### Problem
Swap "dot" for "point" throughout the rows below and reproduce them with no other changes. Omit the pictures from your output.

### Recorded information
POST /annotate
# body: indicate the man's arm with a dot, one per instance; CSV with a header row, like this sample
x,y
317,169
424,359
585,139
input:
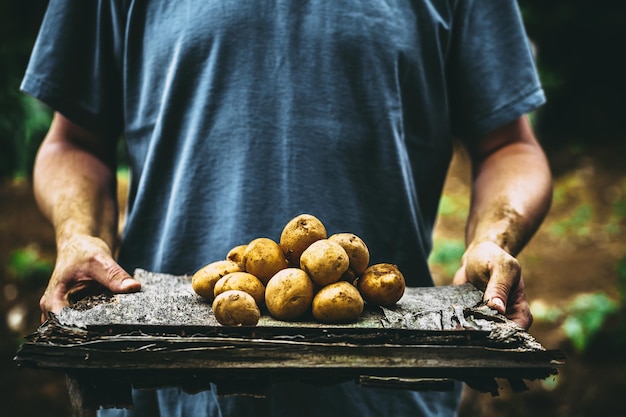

### Final result
POST /annotate
# body: indicate the man's arm with a point, one per instance; CSV with a header row, like this sample
x,y
317,169
424,359
585,139
input:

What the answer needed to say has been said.